● Exercise requirements: Within this material, how many lines include the word "pelican"? Answer with a number and nothing more.

● Available data:
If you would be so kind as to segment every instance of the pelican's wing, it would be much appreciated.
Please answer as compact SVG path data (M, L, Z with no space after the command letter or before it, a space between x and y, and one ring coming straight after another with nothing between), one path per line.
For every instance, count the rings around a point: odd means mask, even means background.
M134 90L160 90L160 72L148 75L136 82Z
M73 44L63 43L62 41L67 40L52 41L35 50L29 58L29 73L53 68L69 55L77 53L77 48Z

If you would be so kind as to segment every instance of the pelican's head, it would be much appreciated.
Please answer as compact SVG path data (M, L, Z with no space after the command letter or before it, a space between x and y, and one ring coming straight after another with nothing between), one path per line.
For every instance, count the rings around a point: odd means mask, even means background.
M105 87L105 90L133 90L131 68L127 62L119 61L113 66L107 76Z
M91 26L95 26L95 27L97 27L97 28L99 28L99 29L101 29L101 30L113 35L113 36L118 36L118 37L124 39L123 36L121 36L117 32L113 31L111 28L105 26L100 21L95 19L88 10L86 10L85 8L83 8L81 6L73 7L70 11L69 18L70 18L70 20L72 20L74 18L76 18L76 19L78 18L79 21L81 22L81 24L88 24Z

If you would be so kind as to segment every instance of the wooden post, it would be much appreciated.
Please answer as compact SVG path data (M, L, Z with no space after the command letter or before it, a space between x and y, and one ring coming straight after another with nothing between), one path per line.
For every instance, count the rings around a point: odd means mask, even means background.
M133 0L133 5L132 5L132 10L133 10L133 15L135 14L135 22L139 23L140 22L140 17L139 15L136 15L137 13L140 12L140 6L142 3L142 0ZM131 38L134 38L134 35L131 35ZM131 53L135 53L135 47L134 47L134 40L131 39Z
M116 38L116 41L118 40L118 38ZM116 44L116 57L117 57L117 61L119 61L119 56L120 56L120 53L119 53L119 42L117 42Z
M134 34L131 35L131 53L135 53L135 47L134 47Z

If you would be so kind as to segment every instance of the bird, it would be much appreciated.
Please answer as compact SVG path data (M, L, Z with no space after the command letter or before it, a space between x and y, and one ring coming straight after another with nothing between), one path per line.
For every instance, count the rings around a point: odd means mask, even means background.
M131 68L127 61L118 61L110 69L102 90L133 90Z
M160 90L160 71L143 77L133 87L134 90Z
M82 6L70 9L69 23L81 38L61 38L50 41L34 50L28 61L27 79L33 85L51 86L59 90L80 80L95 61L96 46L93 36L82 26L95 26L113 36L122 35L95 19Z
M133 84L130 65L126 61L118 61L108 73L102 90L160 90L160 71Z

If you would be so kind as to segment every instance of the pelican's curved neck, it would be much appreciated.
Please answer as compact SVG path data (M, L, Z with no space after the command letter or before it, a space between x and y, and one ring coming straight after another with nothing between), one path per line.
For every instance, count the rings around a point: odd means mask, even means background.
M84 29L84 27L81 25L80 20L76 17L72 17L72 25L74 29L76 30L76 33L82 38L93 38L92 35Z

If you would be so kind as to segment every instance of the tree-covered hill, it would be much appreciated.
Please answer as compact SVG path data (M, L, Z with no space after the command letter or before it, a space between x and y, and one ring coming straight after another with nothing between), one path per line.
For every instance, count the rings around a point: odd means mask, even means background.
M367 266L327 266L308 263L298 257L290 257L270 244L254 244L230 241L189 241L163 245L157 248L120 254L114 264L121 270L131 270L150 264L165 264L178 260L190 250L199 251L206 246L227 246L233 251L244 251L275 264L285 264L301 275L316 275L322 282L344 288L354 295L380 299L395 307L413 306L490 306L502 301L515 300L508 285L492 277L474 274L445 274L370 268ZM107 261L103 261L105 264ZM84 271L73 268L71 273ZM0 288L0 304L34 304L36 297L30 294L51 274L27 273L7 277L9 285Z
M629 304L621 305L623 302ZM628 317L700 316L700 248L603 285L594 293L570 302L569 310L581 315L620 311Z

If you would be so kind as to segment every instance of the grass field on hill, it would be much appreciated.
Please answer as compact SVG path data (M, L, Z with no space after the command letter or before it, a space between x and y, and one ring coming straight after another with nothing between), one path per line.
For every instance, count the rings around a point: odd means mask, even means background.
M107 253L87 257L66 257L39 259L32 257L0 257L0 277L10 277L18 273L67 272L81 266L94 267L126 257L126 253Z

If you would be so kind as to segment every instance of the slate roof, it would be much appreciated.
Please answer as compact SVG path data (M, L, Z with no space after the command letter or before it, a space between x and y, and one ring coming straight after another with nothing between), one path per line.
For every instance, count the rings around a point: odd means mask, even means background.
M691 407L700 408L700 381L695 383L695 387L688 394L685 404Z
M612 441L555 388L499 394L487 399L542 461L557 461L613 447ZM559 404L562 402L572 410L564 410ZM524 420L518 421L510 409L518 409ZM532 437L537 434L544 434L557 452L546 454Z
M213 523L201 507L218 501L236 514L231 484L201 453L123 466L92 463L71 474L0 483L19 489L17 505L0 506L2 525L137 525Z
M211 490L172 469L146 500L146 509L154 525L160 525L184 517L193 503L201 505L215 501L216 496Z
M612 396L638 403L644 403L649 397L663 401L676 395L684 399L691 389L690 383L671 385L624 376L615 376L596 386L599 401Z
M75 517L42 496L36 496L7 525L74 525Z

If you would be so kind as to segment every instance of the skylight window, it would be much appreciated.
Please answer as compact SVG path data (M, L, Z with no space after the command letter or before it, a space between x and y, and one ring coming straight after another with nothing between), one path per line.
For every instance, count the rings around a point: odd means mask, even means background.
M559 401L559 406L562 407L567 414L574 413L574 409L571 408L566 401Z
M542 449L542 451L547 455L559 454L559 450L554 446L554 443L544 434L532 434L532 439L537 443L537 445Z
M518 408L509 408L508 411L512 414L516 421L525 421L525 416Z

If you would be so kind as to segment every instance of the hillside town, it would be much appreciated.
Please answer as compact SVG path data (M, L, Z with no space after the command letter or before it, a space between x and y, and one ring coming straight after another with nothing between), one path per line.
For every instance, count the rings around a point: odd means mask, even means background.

● Your solution: 3